▶ EXTRACTED INFORMATION:
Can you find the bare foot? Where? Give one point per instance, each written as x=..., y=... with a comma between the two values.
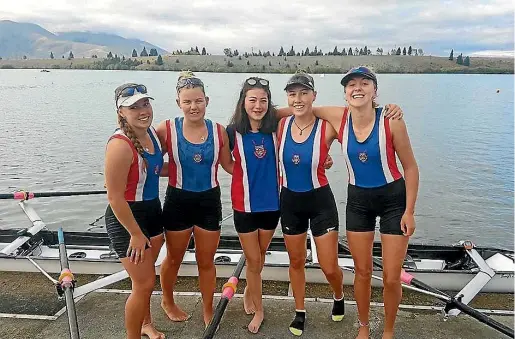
x=174, y=313
x=248, y=304
x=208, y=315
x=387, y=335
x=150, y=331
x=364, y=332
x=255, y=324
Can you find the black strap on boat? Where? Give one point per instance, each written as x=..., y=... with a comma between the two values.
x=451, y=302
x=228, y=291
x=22, y=195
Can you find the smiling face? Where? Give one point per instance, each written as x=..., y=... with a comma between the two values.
x=360, y=92
x=301, y=99
x=193, y=103
x=256, y=104
x=138, y=115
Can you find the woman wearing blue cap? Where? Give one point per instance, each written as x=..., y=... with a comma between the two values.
x=376, y=188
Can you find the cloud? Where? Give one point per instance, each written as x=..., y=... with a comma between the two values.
x=435, y=26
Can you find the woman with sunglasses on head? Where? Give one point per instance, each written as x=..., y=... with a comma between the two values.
x=133, y=162
x=195, y=147
x=255, y=184
x=376, y=188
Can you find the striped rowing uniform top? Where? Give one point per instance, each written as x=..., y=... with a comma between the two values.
x=255, y=179
x=302, y=164
x=193, y=167
x=143, y=182
x=371, y=163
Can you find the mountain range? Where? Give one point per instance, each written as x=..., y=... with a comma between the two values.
x=33, y=41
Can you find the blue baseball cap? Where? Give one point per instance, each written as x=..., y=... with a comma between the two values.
x=360, y=71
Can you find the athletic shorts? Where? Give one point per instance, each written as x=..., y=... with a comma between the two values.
x=315, y=209
x=148, y=215
x=246, y=222
x=387, y=202
x=184, y=209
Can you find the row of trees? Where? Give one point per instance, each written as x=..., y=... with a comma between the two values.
x=460, y=60
x=318, y=52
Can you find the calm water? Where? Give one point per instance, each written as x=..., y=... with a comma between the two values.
x=54, y=127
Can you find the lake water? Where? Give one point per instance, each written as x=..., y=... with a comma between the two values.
x=54, y=127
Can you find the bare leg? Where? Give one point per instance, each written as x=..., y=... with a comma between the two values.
x=254, y=246
x=176, y=245
x=360, y=244
x=327, y=249
x=394, y=251
x=296, y=246
x=206, y=243
x=148, y=327
x=143, y=278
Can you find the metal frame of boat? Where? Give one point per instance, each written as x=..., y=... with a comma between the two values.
x=428, y=269
x=443, y=267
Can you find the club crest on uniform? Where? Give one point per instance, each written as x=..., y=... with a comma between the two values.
x=197, y=158
x=259, y=151
x=363, y=157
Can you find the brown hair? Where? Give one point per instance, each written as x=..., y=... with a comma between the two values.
x=193, y=83
x=127, y=129
x=240, y=120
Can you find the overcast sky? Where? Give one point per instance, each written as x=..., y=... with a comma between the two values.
x=468, y=26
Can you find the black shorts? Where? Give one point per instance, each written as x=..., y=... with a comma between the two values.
x=387, y=202
x=246, y=222
x=315, y=209
x=184, y=209
x=148, y=215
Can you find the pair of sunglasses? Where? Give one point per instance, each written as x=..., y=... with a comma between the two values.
x=254, y=81
x=189, y=81
x=131, y=90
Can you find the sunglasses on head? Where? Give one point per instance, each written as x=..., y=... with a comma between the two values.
x=189, y=81
x=131, y=90
x=254, y=81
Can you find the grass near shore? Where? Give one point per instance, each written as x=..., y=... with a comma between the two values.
x=312, y=64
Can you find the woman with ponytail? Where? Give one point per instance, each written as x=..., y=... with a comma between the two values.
x=133, y=163
x=195, y=147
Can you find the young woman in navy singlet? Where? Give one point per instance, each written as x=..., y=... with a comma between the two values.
x=133, y=163
x=376, y=188
x=196, y=147
x=306, y=198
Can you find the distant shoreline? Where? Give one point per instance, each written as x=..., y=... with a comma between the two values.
x=256, y=64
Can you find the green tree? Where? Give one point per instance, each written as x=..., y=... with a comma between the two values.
x=459, y=59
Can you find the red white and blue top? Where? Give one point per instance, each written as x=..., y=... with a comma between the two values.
x=302, y=164
x=371, y=163
x=193, y=167
x=143, y=182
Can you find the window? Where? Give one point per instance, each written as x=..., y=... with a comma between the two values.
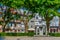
x=54, y=30
x=31, y=26
x=39, y=21
x=36, y=17
x=22, y=30
x=51, y=30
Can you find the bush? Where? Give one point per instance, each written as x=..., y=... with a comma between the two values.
x=17, y=34
x=2, y=34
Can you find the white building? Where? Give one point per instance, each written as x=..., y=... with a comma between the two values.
x=38, y=25
x=16, y=27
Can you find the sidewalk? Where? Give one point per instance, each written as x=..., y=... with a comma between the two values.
x=32, y=38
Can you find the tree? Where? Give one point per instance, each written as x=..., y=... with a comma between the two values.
x=46, y=8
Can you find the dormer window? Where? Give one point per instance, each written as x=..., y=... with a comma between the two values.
x=32, y=21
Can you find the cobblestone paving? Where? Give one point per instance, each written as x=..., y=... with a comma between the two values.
x=32, y=38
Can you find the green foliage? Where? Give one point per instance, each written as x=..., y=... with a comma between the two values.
x=17, y=34
x=55, y=34
x=13, y=3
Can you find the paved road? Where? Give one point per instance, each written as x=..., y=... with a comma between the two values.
x=32, y=38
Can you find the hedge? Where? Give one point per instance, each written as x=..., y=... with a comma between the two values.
x=55, y=34
x=17, y=34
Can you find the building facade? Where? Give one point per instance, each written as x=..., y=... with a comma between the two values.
x=38, y=25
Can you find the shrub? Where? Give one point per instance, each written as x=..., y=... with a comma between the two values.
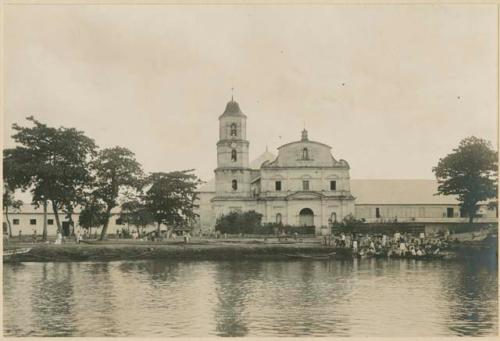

▶ PROMPT: Where an entry contains an image, leave the image out; otherwise retype everything exactly.

▶ SOLUTION TO THIS PROBLEM:
Can you find the bare foot? Where? Give one point per instance, each written as x=..., y=... with a comma between the two values.
x=174, y=313
x=248, y=304
x=208, y=315
x=387, y=335
x=150, y=331
x=364, y=332
x=255, y=324
Can you find the black strap on boat? Where? Give one point per instance, each written as x=..., y=... with a comma between the two values.
x=451, y=302
x=228, y=291
x=22, y=195
Can you find the smiling face? Where? Give one point per instance, each written as x=..., y=... with a comma between the two values.
x=360, y=92
x=301, y=99
x=193, y=103
x=256, y=104
x=138, y=115
Can you find the woman wearing blue cap? Where? Give one point per instance, each written as x=..., y=... with a comma between the two values.
x=376, y=188
Can you find the cloud? Where? Give one point per instance, each written as x=..., y=... with a comma between the two values.
x=435, y=26
Can you find the woman with sunglasses on head? Where? Give one point per instance, each written as x=..., y=... with a comma between the two values.
x=133, y=162
x=195, y=147
x=255, y=184
x=376, y=188
Can you find the striped rowing uniform top? Where? Give one point per instance, each written as x=..., y=... with a comma between the two values.
x=255, y=179
x=302, y=164
x=193, y=167
x=143, y=182
x=371, y=163
Can you find the mountain range? Where? Give one point per instance, each written as x=..., y=... with a comma between the two values.
x=33, y=41
Can you find the blue baseball cap? Where? Give one point per instance, each written as x=..., y=... with a comma between the two values.
x=360, y=71
Can you find the athletic shorts? Where? Give one point per instance, each written as x=..., y=... with a comma between the two values.
x=315, y=209
x=148, y=215
x=246, y=222
x=387, y=202
x=184, y=209
Can you find the row of trees? Where? Give one point per instance, each written as x=..., y=... with a comma between the two values.
x=460, y=60
x=318, y=52
Can you find the calm water? Where? Give one point per instance, each written as x=..., y=... with a comma between the two values.
x=54, y=127
Can you find the lake water? Where? Give one point per instance, each written as x=..., y=... with a comma between the two values.
x=54, y=127
Can you find the bare leg? Where? Give one point per instance, each written as x=..., y=... with a comma between the two values.
x=254, y=246
x=176, y=245
x=360, y=244
x=327, y=249
x=394, y=251
x=296, y=246
x=206, y=243
x=148, y=327
x=143, y=278
Can you find the metal frame of boat? Where? Give one point per instance, each written as x=..., y=... with a comma between the two values.
x=428, y=269
x=443, y=267
Can you find the club crest on uniform? Where? Give one point per instance, each written as x=..., y=... with a comma between the two values.
x=197, y=158
x=259, y=151
x=363, y=157
Can you find the brown hair? Where? Give one point per instance, each written as x=..., y=... with a comma between the two values.
x=193, y=83
x=127, y=129
x=240, y=120
Can you find the overcast sky? Where? Give one point per instance, each written as x=..., y=... with a comma between the two values.
x=468, y=26
Can you find the black shorts? Where? Give one point per instance, each written as x=..., y=... with a comma between the two values.
x=387, y=202
x=246, y=222
x=315, y=209
x=184, y=209
x=148, y=215
Can you find the pair of sunglasses? Where? Give one point per instance, each written as x=..., y=... with a comma between the two values.
x=254, y=81
x=189, y=81
x=131, y=90
Can you find the sunglasses on head? Where? Give one point per instance, each written as x=..., y=... with a comma between the two values.
x=189, y=81
x=131, y=90
x=254, y=81
Can you find the grass near shore? Where? Give one point per instance, each written as x=..., y=... with a comma between the two values.
x=312, y=64
Can you find the woman with ponytail? Where? Give one point per instance, each written as x=..., y=... with a comma between the two values.
x=133, y=163
x=195, y=147
Can you find the young woman in navy singlet? Where? Give one point per instance, each written as x=..., y=... with a comma between the two values.
x=133, y=163
x=376, y=188
x=196, y=147
x=306, y=198
Can you find the distant shoreline? Where? Give one point per instance, each written as x=..., y=... with a comma between the two values.
x=256, y=64
Can you find the green tree? Where? Give one point per instance, each written as x=..., y=... with a comma between the two values.
x=459, y=59
Can you find the red white and blue top? Where? Give one point per instance, each written as x=..., y=... with a comma between the two values.
x=302, y=164
x=371, y=163
x=193, y=167
x=143, y=182
Can you find the window? Where? Give one point per instance, each written as x=..., y=... with a comma between the two values.
x=54, y=30
x=31, y=26
x=39, y=21
x=36, y=17
x=22, y=30
x=51, y=30
Can you find the bush? Where? Give one point per instance, each written as x=..., y=... with a comma between the two values.
x=17, y=34
x=2, y=34
Can you find the white building? Where? Give one point per instance, each written as x=..., y=... with a comma between the two values.
x=38, y=25
x=16, y=27
Can you find the sidewalk? Where? Give one point per instance, each written as x=..., y=... with a comma between the two values.
x=32, y=38
Can you find the tree? Where? Give one point per instance, each written as x=..., y=... with a comma between the two values.
x=46, y=8
Can you find the dormer window? Where? Give one point per instance, each written as x=..., y=... with a comma between the two values.
x=32, y=21
Can you find the cobblestone paving? Where? Give one point per instance, each written as x=..., y=... with a comma between the two values.
x=32, y=38
Can you find the green foliage? Where? Give one point per instance, each written as x=..., y=... with a comma between the two values.
x=17, y=34
x=55, y=34
x=13, y=3
Can you find the paved road? Where? Give one point per instance, each written as x=..., y=... with a comma between the two values.
x=32, y=38
Can you find the hedge? Where? Give one point per instance, each written as x=..., y=... with a comma between the two values.
x=55, y=34
x=17, y=34
Can you find the building facade? Where? Give one point per instance, each written as x=..., y=... with a comma between the two values.
x=38, y=25
Can you find the shrub? Where? Give one point per instance, each written as x=..., y=... with a comma between the two values.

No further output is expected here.